Page excerpt
Content starts

22 March 2018
Undercover Sex
Instructions revealed.
By John Watson
Sometimes life is just too exhausting, and the report in The Times of evidence at the enquiry into undercover policing about the instruction given on romantic entanglements with those they were watching, makes one lose the will to live. Of course undercover officers need instruction on this as on every other part of their covert existence. Of course they need to reflect on the effect on their own personal lives and of the need to strike a balance between the harm which their deception will do and the good which it will achieve, a balance that must be struck on each deception they use. Suppose they ask someone to confide in them as a friend? How let down will that someone feel when he or she discovers that they were nothing of the sort? Suppose they pretend to like someone who they really detest? How desolate will that person be on discovering that actually no one likes them at all? The focus is only placed on romantic attachment (and it is the instructions of that type of entanglement which made Tuesday’s Times) because people like stories about sex and because there is a whole industry of people whose careers depend on their ability to pounce on anything with a sexual content and weaponise it into an instrument for their own self-aggrandisement.
And pounce they duly will. Prepare for endless garbage about women’s rights and the iniquity of sexual exploitation. Down they will come, down from their eyries in Hampstead and Highgate, motor mouths agape, talking as if sexual betrayal was fundamentally different from other sorts of betrayal, as if Victoria was still the Great White Queen, as if women prized their honour more than their lives, as if women were dependent on their patronising activist politics rather than being free, independent-minded British citizens leading our society forward. And as they do this, each of them creaming off their little percentage to burnish their activist CVs, they will miss the real point which is one of price and proportionality. So let’s pounce first and discuss this before the baying starts.
Even Kim Philby, that icon of double agency had some reservations about betrayal. “I don’t like deceiving people” he said in an interview with Phillip Knightly in 1988, “especially friends, and, contrary to what others think, I feel very badly about it.” Whether that was genuine in his case or not, it must be so in others; so what price justifies conduct which the average citizen would regard with revulsion? Well, if it is a question of price, let us look at the market. But let us look at it fairly. We are not just talking about betrayal of the guilty here. The whole point of covert work is to discover things you do not know. Inevitably then the people who are duped will often turn out to be innocent of any sinister designs. With that in mind we will take a couple of examples.

Content ends

What the task asks
Please answer these questions about the undercover policing article:
1. Which newspaper reported the evidence about instructions on romantic entanglements?
2. Who interviewed Kim Philby, and in what year?
3. From which two places does the author say the critics will come down?

Information supplied
Content starts

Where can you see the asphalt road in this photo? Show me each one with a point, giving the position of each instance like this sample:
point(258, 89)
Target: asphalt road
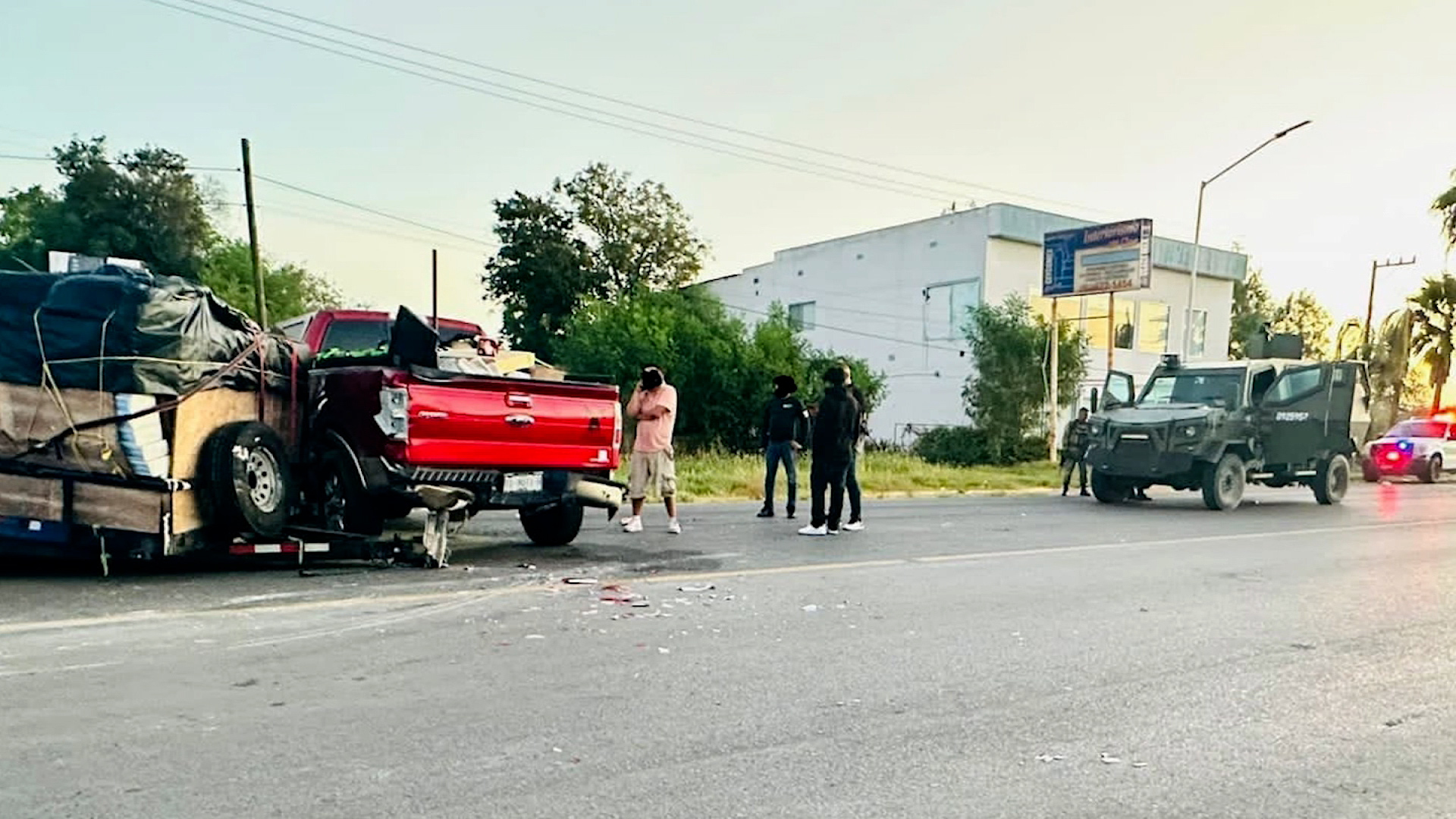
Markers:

Content ends

Answer box
1. The Times
2. Phillip Knightly, in 1988
3. Hampstead and Highgate